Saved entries
╭──

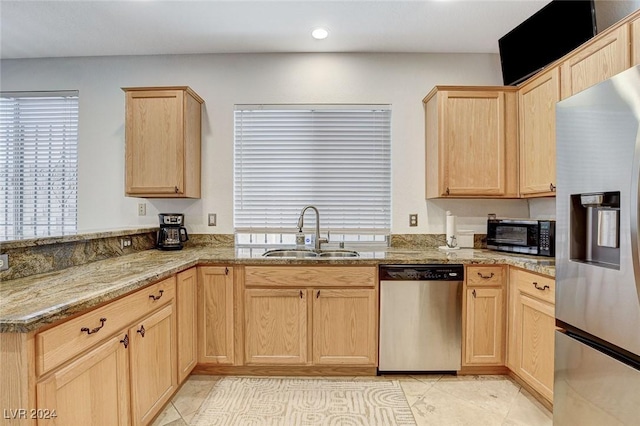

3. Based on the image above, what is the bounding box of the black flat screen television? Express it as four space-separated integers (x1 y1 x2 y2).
499 0 597 86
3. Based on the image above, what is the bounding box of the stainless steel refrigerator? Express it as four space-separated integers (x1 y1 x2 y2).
555 65 640 424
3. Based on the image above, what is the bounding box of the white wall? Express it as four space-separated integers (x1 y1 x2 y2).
1 52 530 236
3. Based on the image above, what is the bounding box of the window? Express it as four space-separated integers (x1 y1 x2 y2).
234 105 391 246
0 91 78 239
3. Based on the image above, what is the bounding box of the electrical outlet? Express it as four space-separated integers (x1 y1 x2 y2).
409 214 418 227
208 213 217 226
120 237 132 249
138 203 146 216
0 254 8 271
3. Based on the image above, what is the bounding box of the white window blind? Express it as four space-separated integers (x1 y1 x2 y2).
234 106 391 239
0 91 78 239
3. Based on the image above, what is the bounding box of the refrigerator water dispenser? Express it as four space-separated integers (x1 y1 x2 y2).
570 191 620 269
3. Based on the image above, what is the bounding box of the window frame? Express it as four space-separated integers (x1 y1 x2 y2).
233 104 391 247
0 90 79 239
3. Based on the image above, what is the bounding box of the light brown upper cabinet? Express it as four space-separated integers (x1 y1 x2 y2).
632 12 640 66
518 66 560 197
123 87 204 198
423 86 518 199
560 25 630 99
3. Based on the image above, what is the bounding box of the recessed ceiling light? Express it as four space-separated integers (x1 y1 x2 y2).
311 28 329 40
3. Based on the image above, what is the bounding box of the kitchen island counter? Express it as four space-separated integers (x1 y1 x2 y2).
0 246 554 333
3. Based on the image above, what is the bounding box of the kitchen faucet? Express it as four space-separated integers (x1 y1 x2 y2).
296 205 328 251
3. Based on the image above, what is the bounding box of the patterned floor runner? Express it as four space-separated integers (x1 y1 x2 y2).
190 377 416 425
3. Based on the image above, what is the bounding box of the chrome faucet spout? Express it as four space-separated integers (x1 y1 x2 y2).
297 205 328 251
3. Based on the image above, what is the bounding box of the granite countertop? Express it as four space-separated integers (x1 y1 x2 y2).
0 246 555 333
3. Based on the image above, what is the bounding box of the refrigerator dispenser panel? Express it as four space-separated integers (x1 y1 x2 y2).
570 191 621 269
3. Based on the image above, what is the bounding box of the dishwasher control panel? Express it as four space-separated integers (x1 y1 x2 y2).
379 264 464 281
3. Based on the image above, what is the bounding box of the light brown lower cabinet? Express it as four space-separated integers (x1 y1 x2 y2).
36 333 131 426
33 276 177 426
312 288 377 365
507 267 555 404
129 303 177 426
176 268 197 383
197 266 235 365
462 266 506 367
244 288 308 365
243 266 378 367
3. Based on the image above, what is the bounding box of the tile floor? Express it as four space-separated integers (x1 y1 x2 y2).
152 374 552 426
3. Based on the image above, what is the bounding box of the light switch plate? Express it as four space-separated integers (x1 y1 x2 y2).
208 213 217 226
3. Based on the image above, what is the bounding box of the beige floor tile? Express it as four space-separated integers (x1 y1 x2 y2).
502 389 552 426
162 419 187 426
409 374 444 384
400 379 438 406
439 374 517 382
411 386 506 426
171 375 222 423
151 403 181 426
378 374 423 381
431 375 521 417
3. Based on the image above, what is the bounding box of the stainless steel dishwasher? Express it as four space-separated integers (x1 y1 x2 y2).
379 264 463 373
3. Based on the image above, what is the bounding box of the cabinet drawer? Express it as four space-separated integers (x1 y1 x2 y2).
513 269 555 304
36 276 176 376
466 266 504 286
245 266 376 288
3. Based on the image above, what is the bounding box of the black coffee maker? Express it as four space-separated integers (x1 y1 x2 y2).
157 213 189 250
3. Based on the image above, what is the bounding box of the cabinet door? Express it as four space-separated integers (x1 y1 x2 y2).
441 91 510 197
519 67 560 196
561 25 630 99
129 303 177 426
125 89 185 195
36 334 130 426
514 292 555 402
632 14 640 66
177 267 197 383
464 286 505 365
244 288 308 365
198 266 234 365
312 289 377 365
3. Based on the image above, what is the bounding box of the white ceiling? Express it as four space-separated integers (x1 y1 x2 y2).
1 0 551 60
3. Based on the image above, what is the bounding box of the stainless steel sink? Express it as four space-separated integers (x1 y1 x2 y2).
262 249 318 258
262 249 359 258
317 250 359 258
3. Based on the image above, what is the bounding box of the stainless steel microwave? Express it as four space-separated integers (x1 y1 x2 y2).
486 219 555 257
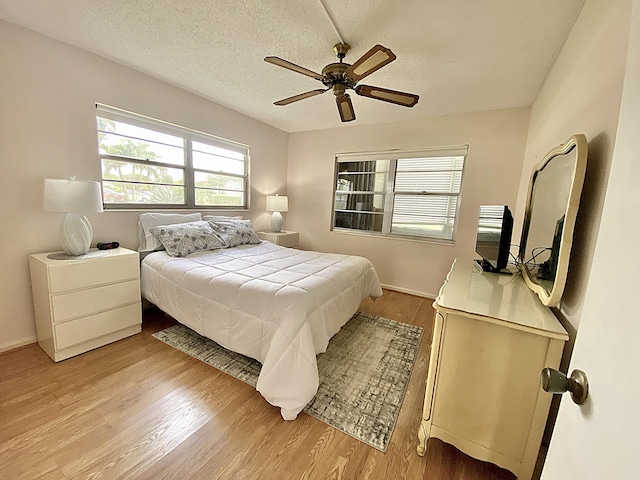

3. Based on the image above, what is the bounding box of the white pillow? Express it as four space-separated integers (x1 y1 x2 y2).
138 212 202 252
202 215 243 222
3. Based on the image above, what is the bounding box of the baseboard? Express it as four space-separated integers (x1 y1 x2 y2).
0 336 37 354
380 283 436 299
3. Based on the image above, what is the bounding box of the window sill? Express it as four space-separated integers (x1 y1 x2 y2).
331 228 456 246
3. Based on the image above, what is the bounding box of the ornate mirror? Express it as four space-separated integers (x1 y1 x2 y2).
518 134 587 307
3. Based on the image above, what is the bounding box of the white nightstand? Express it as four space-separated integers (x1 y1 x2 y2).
29 247 142 362
257 230 299 248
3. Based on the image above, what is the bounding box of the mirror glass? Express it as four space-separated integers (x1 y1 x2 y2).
519 134 587 307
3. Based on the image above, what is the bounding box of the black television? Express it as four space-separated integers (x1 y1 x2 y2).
475 205 513 273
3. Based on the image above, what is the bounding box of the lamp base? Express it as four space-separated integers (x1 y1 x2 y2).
270 211 283 233
60 213 93 255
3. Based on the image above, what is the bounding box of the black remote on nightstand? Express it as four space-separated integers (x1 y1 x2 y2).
97 241 120 250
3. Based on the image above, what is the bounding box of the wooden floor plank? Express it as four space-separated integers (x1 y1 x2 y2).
0 289 516 479
58 384 216 479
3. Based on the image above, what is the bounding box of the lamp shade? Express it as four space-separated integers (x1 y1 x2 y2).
266 195 288 212
44 178 104 213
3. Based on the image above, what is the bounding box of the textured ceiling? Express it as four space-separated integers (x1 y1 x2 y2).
0 0 585 133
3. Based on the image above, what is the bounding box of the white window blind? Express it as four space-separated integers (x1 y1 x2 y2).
333 146 467 242
96 104 249 209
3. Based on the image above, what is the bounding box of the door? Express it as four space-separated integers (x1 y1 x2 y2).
541 4 640 477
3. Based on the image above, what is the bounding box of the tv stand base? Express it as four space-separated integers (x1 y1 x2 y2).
474 259 513 275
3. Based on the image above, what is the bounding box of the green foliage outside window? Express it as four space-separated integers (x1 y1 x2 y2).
96 111 248 208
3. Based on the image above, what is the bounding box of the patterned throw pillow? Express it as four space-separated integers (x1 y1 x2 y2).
138 212 202 252
208 219 262 247
150 221 227 257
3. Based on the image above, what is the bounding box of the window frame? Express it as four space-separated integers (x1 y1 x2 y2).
331 146 468 243
96 104 250 210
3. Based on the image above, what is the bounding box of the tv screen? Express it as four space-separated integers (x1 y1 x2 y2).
475 205 513 272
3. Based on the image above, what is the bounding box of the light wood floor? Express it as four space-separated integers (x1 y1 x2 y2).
1 290 515 479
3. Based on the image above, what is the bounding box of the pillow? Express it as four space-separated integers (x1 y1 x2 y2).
138 212 201 252
202 215 243 222
207 218 262 247
149 221 227 257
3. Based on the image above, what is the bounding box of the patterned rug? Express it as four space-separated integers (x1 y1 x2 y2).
152 311 423 452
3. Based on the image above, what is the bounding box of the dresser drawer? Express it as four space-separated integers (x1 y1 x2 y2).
48 254 139 293
52 280 141 322
54 303 141 350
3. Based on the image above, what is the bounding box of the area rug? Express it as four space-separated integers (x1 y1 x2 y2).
152 311 423 452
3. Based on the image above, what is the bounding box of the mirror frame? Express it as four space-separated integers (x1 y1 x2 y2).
518 134 587 307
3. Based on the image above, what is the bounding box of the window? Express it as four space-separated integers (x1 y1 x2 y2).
96 104 249 209
332 147 467 242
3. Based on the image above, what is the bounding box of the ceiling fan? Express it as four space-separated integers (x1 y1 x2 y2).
264 43 419 122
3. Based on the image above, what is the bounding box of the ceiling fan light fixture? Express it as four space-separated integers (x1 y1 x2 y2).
332 84 346 97
345 45 396 81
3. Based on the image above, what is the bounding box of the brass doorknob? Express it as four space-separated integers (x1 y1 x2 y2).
541 368 589 405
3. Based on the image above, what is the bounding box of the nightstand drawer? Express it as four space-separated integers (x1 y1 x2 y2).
54 303 141 350
257 231 299 247
48 254 139 293
52 280 141 322
275 234 298 248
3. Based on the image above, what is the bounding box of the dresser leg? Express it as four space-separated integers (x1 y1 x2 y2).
417 421 429 456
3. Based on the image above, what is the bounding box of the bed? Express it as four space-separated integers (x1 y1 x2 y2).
140 235 382 420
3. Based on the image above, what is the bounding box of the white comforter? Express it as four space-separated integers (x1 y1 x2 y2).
140 242 382 420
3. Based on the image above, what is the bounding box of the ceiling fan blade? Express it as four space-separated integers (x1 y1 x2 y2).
355 85 419 107
336 94 356 122
345 45 396 82
273 89 329 106
264 56 325 81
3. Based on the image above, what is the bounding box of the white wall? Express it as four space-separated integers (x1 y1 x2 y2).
286 108 531 297
514 0 631 331
0 20 289 351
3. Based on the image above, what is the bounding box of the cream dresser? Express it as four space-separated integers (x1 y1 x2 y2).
29 247 142 362
417 259 568 479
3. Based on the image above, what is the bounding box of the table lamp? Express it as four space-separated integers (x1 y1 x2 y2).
44 177 104 255
266 194 288 232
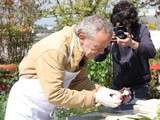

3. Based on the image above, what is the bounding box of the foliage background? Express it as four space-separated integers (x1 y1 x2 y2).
0 0 50 63
0 0 160 119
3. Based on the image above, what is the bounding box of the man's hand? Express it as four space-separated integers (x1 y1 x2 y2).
95 87 122 108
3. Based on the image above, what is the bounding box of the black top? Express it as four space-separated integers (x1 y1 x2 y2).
95 24 156 89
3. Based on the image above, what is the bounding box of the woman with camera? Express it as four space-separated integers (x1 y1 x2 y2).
95 0 156 99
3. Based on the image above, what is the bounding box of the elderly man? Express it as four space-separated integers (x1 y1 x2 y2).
5 15 123 120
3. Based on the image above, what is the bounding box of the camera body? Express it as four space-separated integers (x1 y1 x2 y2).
113 26 128 39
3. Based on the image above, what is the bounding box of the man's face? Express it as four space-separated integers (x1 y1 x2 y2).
82 29 111 59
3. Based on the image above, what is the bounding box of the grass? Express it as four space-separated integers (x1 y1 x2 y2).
0 92 8 120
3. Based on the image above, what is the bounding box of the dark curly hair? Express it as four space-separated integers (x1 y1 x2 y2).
110 1 139 30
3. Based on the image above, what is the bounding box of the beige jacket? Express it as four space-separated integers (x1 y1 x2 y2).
19 26 97 108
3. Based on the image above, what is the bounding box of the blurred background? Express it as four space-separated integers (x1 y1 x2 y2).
0 0 160 119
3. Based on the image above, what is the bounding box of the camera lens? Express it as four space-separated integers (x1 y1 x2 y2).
113 26 128 39
116 30 127 39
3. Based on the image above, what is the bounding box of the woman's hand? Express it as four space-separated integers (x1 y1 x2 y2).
116 32 139 49
116 32 132 47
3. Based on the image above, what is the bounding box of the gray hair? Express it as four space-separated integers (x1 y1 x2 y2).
74 15 112 39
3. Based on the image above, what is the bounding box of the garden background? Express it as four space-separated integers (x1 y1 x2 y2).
0 0 160 119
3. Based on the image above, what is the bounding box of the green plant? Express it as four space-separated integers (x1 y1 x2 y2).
0 63 18 120
0 68 18 87
148 49 160 99
87 54 112 87
0 92 8 120
155 49 160 59
150 49 160 65
44 0 112 31
53 106 100 119
0 0 49 63
0 69 18 120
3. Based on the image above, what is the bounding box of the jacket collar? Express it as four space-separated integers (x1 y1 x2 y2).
64 25 85 71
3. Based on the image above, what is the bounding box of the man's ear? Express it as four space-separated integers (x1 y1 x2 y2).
78 32 86 44
78 32 86 40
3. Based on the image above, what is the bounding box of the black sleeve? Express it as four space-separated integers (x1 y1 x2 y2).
95 46 110 62
137 24 156 58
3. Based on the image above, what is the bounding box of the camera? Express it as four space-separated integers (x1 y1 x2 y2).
113 26 128 39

╰──

Goal of the exercise
Transcribe nothing except the lines from the one with "of the gray" through the end of the data above, each exactly as it appears.

Your solution
3. Based on the image above, what is the bounding box of the gray hair? Express it as four space-separated integers (x1 y1 x2 y2).
74 15 112 39
3. Based on the image above, what is the bounding box of the garden background? Express it as four space-separated integers (x1 y1 x2 y2).
0 0 160 119
3. Based on the image above, what is the bounding box of the green plant? Express it as four space-separated integers (x1 y1 x2 y2).
0 63 18 120
0 68 18 87
148 49 160 99
87 54 112 87
0 92 8 120
155 49 160 59
150 49 160 65
44 0 112 31
53 106 100 119
0 0 49 63
0 69 18 120
3. Based on the image above, what is the bounding box of the jacket collar? Express it as four space-separated integers (x1 y1 x2 y2).
64 25 85 71
3. Based on the image above, what is the bounding box of the man's ear? Express it as four space-separated integers (x1 y1 x2 y2).
78 32 86 44
78 32 86 40
3. Based on the image above, what is the bounding box of the black sleeve? Express it as four space-separated integers (x1 y1 x2 y2).
95 46 110 62
137 24 156 58
3. Based on the image above, what is the bounding box of the camera? Express it as four space-separated integers (x1 y1 x2 y2).
113 26 128 39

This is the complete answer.